Material for the task ▸

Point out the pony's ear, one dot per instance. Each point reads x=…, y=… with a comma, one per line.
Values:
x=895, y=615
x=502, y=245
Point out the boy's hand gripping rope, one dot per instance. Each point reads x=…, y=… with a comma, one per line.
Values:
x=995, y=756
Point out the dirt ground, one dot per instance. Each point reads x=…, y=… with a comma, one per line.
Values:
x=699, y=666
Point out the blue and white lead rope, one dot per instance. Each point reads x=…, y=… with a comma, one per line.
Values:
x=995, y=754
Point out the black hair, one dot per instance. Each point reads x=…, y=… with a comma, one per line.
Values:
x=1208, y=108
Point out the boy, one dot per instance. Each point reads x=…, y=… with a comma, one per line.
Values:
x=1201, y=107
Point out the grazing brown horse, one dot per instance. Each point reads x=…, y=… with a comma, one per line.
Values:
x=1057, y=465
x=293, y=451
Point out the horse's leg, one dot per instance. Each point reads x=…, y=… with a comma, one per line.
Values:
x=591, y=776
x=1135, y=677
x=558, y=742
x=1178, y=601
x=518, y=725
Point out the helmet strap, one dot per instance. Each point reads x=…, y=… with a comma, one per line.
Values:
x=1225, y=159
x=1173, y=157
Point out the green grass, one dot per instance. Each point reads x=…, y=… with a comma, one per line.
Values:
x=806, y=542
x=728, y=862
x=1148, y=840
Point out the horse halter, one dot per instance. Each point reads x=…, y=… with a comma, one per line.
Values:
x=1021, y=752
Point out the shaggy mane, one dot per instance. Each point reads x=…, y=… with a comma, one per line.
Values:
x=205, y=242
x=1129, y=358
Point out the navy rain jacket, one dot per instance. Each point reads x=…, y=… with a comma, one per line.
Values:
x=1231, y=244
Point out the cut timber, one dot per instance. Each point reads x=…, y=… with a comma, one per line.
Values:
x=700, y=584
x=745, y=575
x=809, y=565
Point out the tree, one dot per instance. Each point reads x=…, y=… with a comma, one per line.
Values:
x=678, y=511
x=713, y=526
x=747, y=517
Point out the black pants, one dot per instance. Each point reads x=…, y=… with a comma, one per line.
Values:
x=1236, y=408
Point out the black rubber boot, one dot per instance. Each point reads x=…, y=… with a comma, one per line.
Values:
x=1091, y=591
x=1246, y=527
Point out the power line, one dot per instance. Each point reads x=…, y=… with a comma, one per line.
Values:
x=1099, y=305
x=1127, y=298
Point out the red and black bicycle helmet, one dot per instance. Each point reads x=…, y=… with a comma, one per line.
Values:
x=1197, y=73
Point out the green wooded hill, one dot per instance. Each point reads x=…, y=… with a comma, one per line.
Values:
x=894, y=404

Work order ▸
Only lines holding the word "rope" are wanted; list them all from the material.

Exercise result ▸
Point out the boy's hand gripping rope, one dot per instance. Each point reads x=…, y=… with a comma, one per line.
Point out the blue and white lead rope, one dot per instance. Each point reads x=…, y=… with a comma, one per line.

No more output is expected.